* Start Selected text *

Love all those tipsy pots, I'm going to have some............soon I hope. Love the yellow watering can on top. My old faded out green one needs a new paint job and a place in my garden. So many ideas for them here. Thanks for sharing.

Fairmont, WV

Great idea with the watering can!!! Luv It!!!

NORTH CENTRAL, PA(Zone 5a)

Shoot..........missed a picture opportunity. Just had my helper dump the tippy stack today.
.............I like them and yours are no exception. It's get ready for winter time here. My tippy one was about done anyway so it went first.

Lilburn, GA

I have just made one and planted it with blue and orange pansies.:o)

Fort Worth, TX(Zone 8a)

What no picture....got to see a picture!!

Paxton, FL(Zone 8a)

Finally made one and have pansies and dusty miller in it right now. Later I'll probably put marigolds and lobelia in it. I love the look of the tipsy pots.

Cliff Dweller, WA(Zone 8b)

I'M SOOOOO STOKED! I'm going to make mine alllllllll herbs...lol

It was snowing today...so I have to wait a bit!!!

NICE JOB Gingerlily!!

small town, MN(Zone 4b)

lusarytole love your tipsy pots and the way you have them planted they are lovely. You have a beautiful sheltie we also have a sheltie who owns us. LOL

NORTH CENTRAL, PA(Zone 5a)

Attn. all stacked pot users....................Spring onions stuck in around the edges act like spikes and are eaten out while the other flowers of plants develop.

(Pegi) Norwalk, CA(Zone 10b)

Wonderful idea docgipe.

Fort Worth, TX(Zone 8a)

If I didn't already have a flower bed full that would be a great idea!

Paxton, FL(Zone 8a)

I will tell you guys my mistake. I decided I wanted to use really big pots because the small ones dry out to fast. So I bought 3 fourteen and a half inch clay pots. They were too big to tilt well or I just didn't spend enough time playing with it. What I did then was use a large one for the bottom pot and used four 8 inch pots tilted above it. I like it just fine, so I think I will buy some more 8 inch pots and make a couple more stacked pots in different locations. Think I'll do an herb one too, cause I started lots of herb seeds this year.

* End Selected text *
* Start Supplied data *

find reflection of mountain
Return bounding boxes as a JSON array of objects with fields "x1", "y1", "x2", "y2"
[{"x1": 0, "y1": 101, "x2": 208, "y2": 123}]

* End Supplied data *

Reproduce the forum thread on tipsy pots word for word, from start to finish.

> [Written solution]:
Love all those tipsy pots, I'm going to have some............soon I hope. Love the yellow watering can on top. My old faded out green one needs a new paint job and a place in my garden. So many ideas for them here. Thanks for sharing.

Fairmont, WV

Great idea with the watering can!!! Luv It!!!

NORTH CENTRAL, PA(Zone 5a)

Shoot..........missed a picture opportunity. Just had my helper dump the tippy stack today.
.............I like them and yours are no exception. It's get ready for winter time here. My tippy one was about done anyway so it went first.

Lilburn, GA

I have just made one and planted it with blue and orange pansies.:o)

Fort Worth, TX(Zone 8a)

What no picture....got to see a picture!!

Paxton, FL(Zone 8a)

Finally made one and have pansies and dusty miller in it right now. Later I'll probably put marigolds and lobelia in it. I love the look of the tipsy pots.

Cliff Dweller, WA(Zone 8b)

I'M SOOOOO STOKED! I'm going to make mine alllllllll herbs...lol

It was snowing today...so I have to wait a bit!!!

NICE JOB Gingerlily!!

small town, MN(Zone 4b)

lusarytole love your tipsy pots and the way you have them planted they are lovely. You have a beautiful sheltie we also have a sheltie who owns us. LOL

NORTH CENTRAL, PA(Zone 5a)

Attn. all stacked pot users....................Spring onions stuck in around the edges act like spikes and are eaten out while the other flowers of plants develop.

(Pegi) Norwalk, CA(Zone 10b)

Wonderful idea docgipe.

Fort Worth, TX(Zone 8a)

If I didn't already have a flower bed full that would be a great idea!

Paxton, FL(Zone 8a)

I will tell you guys my mistake. I decided I wanted to use really big pots because the small ones dry out to fast. So I bought 3 fourteen and a half inch clay pots. They were too big to tilt well or I just didn't spend enough time playing with it. What I did then was use a large one for the bottom pot and used four 8 inch pots tilted above it. I like it just fine, so I think I will buy some more 8 inch pots and make a couple more stacked pots in different locations. Think I'll do an herb one too, cause I started lots of herb seeds this year.